◆ Problem description
Reproduce every line of the material below word for word, leaving nothing out and changing nothing.
========================================================================
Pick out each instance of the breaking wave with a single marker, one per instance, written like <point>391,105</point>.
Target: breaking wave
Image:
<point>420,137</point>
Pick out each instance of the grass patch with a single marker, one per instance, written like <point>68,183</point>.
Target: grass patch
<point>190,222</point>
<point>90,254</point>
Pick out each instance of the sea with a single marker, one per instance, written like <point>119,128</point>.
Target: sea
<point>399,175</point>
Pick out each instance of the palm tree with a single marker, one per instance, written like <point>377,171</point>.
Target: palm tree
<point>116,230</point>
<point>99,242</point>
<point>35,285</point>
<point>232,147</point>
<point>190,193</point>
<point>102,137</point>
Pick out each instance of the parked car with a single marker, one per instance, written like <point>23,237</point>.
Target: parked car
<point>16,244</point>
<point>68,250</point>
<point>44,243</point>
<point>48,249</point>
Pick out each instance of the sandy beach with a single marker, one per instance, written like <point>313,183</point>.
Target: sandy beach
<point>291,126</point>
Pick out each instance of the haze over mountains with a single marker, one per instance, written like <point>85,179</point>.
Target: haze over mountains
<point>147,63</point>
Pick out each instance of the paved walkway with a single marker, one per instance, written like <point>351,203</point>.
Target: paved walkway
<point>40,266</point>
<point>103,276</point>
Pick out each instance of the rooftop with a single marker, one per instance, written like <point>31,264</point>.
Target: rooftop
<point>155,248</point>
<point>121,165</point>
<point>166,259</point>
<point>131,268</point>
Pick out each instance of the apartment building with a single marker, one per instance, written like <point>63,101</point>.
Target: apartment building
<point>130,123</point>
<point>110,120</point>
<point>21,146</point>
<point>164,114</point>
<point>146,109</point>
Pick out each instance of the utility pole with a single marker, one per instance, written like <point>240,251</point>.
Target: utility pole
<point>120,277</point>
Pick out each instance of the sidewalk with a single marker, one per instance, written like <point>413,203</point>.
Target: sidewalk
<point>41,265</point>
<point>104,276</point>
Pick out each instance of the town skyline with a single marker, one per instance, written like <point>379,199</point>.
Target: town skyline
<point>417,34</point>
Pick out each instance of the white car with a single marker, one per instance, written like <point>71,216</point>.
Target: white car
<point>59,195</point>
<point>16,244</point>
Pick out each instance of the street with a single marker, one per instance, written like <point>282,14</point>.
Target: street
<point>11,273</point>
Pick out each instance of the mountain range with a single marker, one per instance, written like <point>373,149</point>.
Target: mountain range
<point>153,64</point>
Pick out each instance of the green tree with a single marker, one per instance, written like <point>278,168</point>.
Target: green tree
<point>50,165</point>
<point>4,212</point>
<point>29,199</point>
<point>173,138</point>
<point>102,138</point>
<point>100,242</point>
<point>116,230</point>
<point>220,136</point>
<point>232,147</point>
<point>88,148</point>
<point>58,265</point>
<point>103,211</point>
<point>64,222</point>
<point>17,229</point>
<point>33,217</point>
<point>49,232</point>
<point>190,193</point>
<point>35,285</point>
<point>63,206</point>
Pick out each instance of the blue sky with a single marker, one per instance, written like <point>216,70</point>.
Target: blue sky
========================================================================
◆ Solution to the problem
Pick out each instance of the breaking wave with a single marker, one per instance, written like <point>391,105</point>.
Target: breaking wave
Image:
<point>420,137</point>
Pick out each instance of the grass patch with a single marker, one per instance, written like <point>68,183</point>.
Target: grass patch
<point>190,222</point>
<point>90,254</point>
Pick out each instance of the sea with a single marker, one per instance, written like <point>119,128</point>.
Target: sea
<point>399,175</point>
Pick out each instance of the palm tree with a single marker, one per instance, written like <point>377,171</point>.
Target: palm tree
<point>116,230</point>
<point>99,242</point>
<point>35,285</point>
<point>232,147</point>
<point>190,193</point>
<point>102,137</point>
Pick out each instance of the parked car with a single marker, one per instance, written like <point>23,237</point>.
Target: parked car
<point>16,244</point>
<point>68,250</point>
<point>44,243</point>
<point>48,249</point>
Pick out each instance of the sandy beach with a single marker, one per instance, written like <point>313,183</point>.
Target: sandy beach
<point>291,126</point>
Pick out each instance of the haze over mountains with a single marker, one per instance, written like <point>85,179</point>.
Target: haze over mountains
<point>147,63</point>
Pick out each instance of the paved walkway with a single marker, one per instance, written like <point>351,203</point>.
Target: paved walkway
<point>40,266</point>
<point>103,276</point>
Pick out each instance of the rooftop with a single marker, one per instance, written like <point>31,264</point>.
Target: rooftop
<point>155,248</point>
<point>121,165</point>
<point>166,259</point>
<point>131,268</point>
Pick out each instance of the apartment building with a single marker, one per instance, written like <point>63,101</point>.
Target: apartment building
<point>130,123</point>
<point>110,120</point>
<point>21,146</point>
<point>164,114</point>
<point>146,109</point>
Pick out each instance of the utility pole with a single marker, one per instance, written like <point>240,251</point>.
Target: utility pole
<point>120,277</point>
Pick out each instance of the sidewalk with a single marker, one per instance, written like <point>413,203</point>.
Target: sidewalk
<point>41,265</point>
<point>104,276</point>
Pick out each instance of the town skyline with a single marker, one per instance, written like <point>379,199</point>.
Target: town skyline
<point>417,34</point>
Pick out each instance of the white car with a single marker, one per instance, written like <point>71,216</point>.
Target: white car
<point>59,195</point>
<point>16,244</point>
Pick out each instance of the street with a single marker, one per instance, written like <point>282,14</point>.
Target: street
<point>11,273</point>
Pick out each instance of the mountain range with a single marker, one per instance, written like <point>373,149</point>.
Target: mountain range
<point>153,64</point>
Pick out each instance of the green tree with a single marker, one per instance, written like <point>278,168</point>.
Target: green tree
<point>50,165</point>
<point>4,212</point>
<point>29,199</point>
<point>173,138</point>
<point>102,138</point>
<point>100,242</point>
<point>116,230</point>
<point>220,136</point>
<point>232,147</point>
<point>88,148</point>
<point>58,265</point>
<point>103,211</point>
<point>64,222</point>
<point>17,229</point>
<point>33,217</point>
<point>49,232</point>
<point>190,193</point>
<point>35,285</point>
<point>63,206</point>
Pick out each instance of the blue sky with a single marker, one per instance, written like <point>216,70</point>.
Target: blue sky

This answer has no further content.